# DOCUMENTGEDEELTE
ECLI:NL:CBB:2015:141

College van Beroep voor het bedrijfsleven

Datum uitspraak
28 april 2015
Publicatiedatum
20 mei 2015
Zaaknummer
AWB 14/134
Instantie
College van Beroep voor het bedrijfsleven
Type
Uitspraak
Rechtsgebied
Bestuursrecht
Procedures
  • Proceskostenveroordeling
Vindplaatsen
  • Rechtspraak.nl
AI samenvatting door LexboostAutomatisch gegenereerd

Beroep tegen proceskostenveroordeling en aanvullende controles op basis van HACCP-naleving in de levensmiddelenindustrie

In deze zaak heeft het College van Beroep voor het bedrijfsleven op 28 april 2015 uitspraak gedaan in een geschil tussen [naam 1] B.V. en de Staatssecretaris van Economische Zaken. De appellante, een slachterij die wekelijks meer dan 7.000 kalveren slacht, heeft bezwaar gemaakt tegen de kosten die in rekening zijn gebracht voor aanvullende controles die zijn uitgevoerd vanwege vermeende niet-naleving van HACCP-beginselen. De Staatssecretaris had op basis van eerdere waarschuwingen aanvullende controles aangekondigd, omdat de appellante volgens hem de verladingstemperatuur van vlees onjuist had geregistreerd, wat de voedselveiligheid in gevaar zou brengen.

De appellante heeft tegen het bestreden besluit beroep ingesteld, waarbij zij betwistte dat zij in strijd had gehandeld met de HACCP-procedures. Tijdens de zitting is de appellante vertegenwoordigd door haar gemachtigde en heeft zij verschillende argumenten aangevoerd ter ondersteuning van haar standpunt. Het College heeft de argumenten van de appellante zorgvuldig gewogen en geconcludeerd dat niet is komen vast te staan dat de appellante de HACCP-procedures niet heeft nageleefd. De registratie van de temperatuurmetingen door de appellante was niet onjuist, en de aanvullende controles waren derhalve niet gerechtvaardigd.

Het College heeft het beroep gegrond verklaard, het bestreden besluit vernietigd en de primaire besluiten herroepen voor zover deze betrekking hadden op de kosten van de aanvullende controles. Tevens heeft het College de Staatssecretaris veroordeeld in de proceskosten van de appellante, vastgesteld op € 980,-. Deze uitspraak benadrukt het belang van zorgvuldige documentatie en naleving van procedures in de levensmiddelenindustrie, evenals de verantwoordelijkheden van de autoriteiten bij het opleggen van kosten voor controles.

# VERMELDINGEN
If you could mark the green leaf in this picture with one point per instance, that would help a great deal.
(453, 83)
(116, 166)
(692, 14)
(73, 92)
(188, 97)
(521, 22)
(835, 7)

# OPDRACHTEN
**A.** Geef het documentgedeelte van "Beroep tegen proceskostenveroordeling" tot en met "gevaar zou brengen." opnieuw weer en hernoem daarin "appellante" tot "eiseres".
**B.** Op welk bedrag zijn volgens het documentgedeelte de proceskosten van de appellante vastgesteld?
De vermeldingen hebben niets met het documentgedeelte te maken.

# RESULTATEN
**A.**
Beroep tegen proceskostenveroordeling en aanvullende controles op basis van HACCP-naleving in de levensmiddelenindustrie

In deze zaak heeft het College van Beroep voor het bedrijfsleven op 28 april 2015 uitspraak gedaan in een geschil tussen [naam 1] B.V. en de Staatssecretaris van Economische Zaken. De eiseres, een slachterij die wekelijks meer dan 7.000 kalveren slacht, heeft bezwaar gemaakt tegen de kosten die in rekening zijn gebracht voor aanvullende controles die zijn uitgevoerd vanwege vermeende niet-naleving van HACCP-beginselen. De Staatssecretaris had op basis van eerdere waarschuwingen aanvullende controles aangekondigd, omdat de eiseres volgens hem de verladingstemperatuur van vlees onjuist had geregistreerd, wat de voedselveiligheid in gevaar zou brengen.

**B.** Op € 980,-.